◆ EXERCISE INSTRUCTIONS:
a – Please decide whether each statement agrees with the GWAS Catalog script: (i) the script pauses 0.1 seconds after fetching each page; (ii) associations with a p-value above the threshold are kept in the table; (iii) the finished table lists the smallest p-values first. Answer yes or no for each, quoting the deciding words of the script.
b – Rewrite the part of the GWAS Catalog script starting at "df = pd.DataFrame(rows).drop_duplicates()" and ending at "assocs = fetch_trait_associations(efo_id)", replacing each "efo_id" with "trait_id".

BEGIN EXTRACT TO READ

The following script is a complete, runnable example that:

  1. fetches associations for an EFO trait,
  2. filters by genome-wide significance,
  3. returns a tidy table.
import time
import requests
import pandas as pd

GWAS_REST_BASE = "https://www.ebi.ac.uk/gwas/rest/api"

def fetch_trait_associations(efo_id: str, page_size: int = 100, max_pages: int = 50):
    """
    Fetch associations for a given EFO trait ID from the GWAS Catalog REST API.
    Returns a list of association JSON objects.
    """
    url = f"{GWAS_REST_BASE}/efoTraits/{efo_id}/associations"
    headers = {"Accept": "application/json"}

    all_assocs = []
    for page in range(max_pages):
        params = {"page": page, "size": page_size}
        r = requests.get(url, params=params, headers=headers, timeout=60)
        r.raise_for_status()
        data = r.json()

        assocs = data.get("_embedded", {}).get("associations", [])
        if not assocs:
            break

        all_assocs.extend(assocs)
        time.sleep(0.1)  # be polite to the public API

    return all_assocs

def to_table(assocs, p_threshold: float = 5e-8) -> pd.DataFrame:
    rows = []
    for a in assocs:
        p = a.get("pvalue")
        try:
            p_float = float(p) if p is not None else None
        except (TypeError, ValueError):
            p_float = None

        if p_float is None or p_float > p_threshold:
            continue

        rows.append({
            "rsId": a.get("rsId"),
            "trait": a.get("efoTrait") or a.get("mappedLabel"),
            "pvalue": p_float,
            "strongestAllele": a.get("strongestAllele"),
            "orPerCopyNum": a.get("orPerCopyNum"),
            "betaNum": a.get("betaNum"),
            "pubmedId": a.get("pubmedId"),
            "studyAccession": a.get("studyAccession"),
        })

    df = pd.DataFrame(rows).drop_duplicates()
    if not df.empty:
        df = df.sort_values("pvalue", ascending=True).reset_index(drop=True)
    return df

if __name__ == "__main__":
    # Example: Type 2 diabetes (EFO_0001360)
    efo_id = "EFO_0001360"

    assocs = fetch_trait_associations(efo_id)
    df = to_table(assocs, p_threshold=5e-8)

    print(df.head(20).to_string(index=False))
    print(f"\nSignificant associations: {len(df)}")
    if not df.empty:
        print(f"Unique variants: {df['rsId'].nunique()}")

END EXTRACT TO READ
BEGIN ENTRIES SHOWN

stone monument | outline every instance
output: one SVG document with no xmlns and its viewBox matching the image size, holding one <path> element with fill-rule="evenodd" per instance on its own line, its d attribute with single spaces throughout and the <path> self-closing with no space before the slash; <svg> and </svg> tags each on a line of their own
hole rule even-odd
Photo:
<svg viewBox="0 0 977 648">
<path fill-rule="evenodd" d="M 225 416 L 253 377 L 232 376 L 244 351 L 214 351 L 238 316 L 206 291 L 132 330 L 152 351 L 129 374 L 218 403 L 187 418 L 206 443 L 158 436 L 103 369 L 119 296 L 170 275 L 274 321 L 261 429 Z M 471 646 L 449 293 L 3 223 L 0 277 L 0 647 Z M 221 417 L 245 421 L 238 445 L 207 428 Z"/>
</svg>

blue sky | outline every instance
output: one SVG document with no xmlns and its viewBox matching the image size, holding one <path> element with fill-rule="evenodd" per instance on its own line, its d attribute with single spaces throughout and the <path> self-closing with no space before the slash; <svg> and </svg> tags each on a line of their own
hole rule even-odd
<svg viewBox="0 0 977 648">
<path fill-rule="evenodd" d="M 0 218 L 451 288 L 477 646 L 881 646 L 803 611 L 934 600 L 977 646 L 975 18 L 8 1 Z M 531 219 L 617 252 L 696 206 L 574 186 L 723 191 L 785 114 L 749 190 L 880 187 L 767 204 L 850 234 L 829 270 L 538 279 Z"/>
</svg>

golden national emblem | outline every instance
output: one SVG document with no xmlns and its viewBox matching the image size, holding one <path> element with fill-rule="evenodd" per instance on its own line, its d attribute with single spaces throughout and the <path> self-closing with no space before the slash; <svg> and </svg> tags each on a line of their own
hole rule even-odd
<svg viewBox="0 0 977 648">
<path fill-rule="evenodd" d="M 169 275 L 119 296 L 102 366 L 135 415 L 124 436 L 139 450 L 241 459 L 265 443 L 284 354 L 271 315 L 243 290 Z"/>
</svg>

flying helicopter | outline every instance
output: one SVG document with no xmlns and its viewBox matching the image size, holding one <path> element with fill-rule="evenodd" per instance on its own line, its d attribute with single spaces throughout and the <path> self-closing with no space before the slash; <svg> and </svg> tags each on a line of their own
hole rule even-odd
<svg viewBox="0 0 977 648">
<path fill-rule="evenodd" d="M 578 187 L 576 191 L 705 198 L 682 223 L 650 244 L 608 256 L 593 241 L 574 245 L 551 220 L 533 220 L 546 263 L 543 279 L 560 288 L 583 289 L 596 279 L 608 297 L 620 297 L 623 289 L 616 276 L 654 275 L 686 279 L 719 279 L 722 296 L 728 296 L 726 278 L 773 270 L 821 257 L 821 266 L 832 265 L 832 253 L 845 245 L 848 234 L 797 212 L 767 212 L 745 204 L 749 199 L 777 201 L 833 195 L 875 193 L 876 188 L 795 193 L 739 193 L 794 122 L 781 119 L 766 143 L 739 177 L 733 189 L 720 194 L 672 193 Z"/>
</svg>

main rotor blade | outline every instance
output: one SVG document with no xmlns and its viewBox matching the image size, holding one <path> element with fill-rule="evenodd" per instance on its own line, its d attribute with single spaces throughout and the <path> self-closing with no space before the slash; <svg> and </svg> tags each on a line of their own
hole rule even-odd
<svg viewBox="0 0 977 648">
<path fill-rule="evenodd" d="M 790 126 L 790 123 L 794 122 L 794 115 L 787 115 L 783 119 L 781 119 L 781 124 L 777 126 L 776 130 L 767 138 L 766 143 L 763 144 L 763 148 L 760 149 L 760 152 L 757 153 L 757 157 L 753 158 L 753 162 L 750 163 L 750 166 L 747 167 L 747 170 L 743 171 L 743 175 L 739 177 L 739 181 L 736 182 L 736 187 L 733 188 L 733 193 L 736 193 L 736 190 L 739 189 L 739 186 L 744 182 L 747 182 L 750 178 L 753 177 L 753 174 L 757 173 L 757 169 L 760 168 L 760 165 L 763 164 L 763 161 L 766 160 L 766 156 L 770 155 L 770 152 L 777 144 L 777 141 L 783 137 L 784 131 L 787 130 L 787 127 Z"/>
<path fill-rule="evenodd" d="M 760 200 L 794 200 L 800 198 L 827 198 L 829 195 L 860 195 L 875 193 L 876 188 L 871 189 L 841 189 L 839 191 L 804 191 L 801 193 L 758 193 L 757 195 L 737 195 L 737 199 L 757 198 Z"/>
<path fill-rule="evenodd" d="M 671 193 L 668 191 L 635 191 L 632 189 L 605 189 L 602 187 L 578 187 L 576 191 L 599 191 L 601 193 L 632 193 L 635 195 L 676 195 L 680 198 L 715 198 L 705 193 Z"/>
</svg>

END ENTRIES SHOWN

◆ OUTPUTS FOR THE TASKS:
a –
(i) Yes: "time.sleep(0.1)"
(ii) No: "if p_float is None or p_float > p_threshold:"
(iii) Yes: "df.sort_values("pvalue", ascending=True)"

b –
df = pd.DataFrame(rows).drop_duplicates()
    if not df.empty:
        df = df.sort_values("pvalue", ascending=True).reset_index(drop=True)
    return df

if __name__ == "__main__":
    # Example: Type 2 diabetes (EFO_0001360)
    trait_id = "EFO_0001360"

    assocs = fetch_trait_associations(trait_id)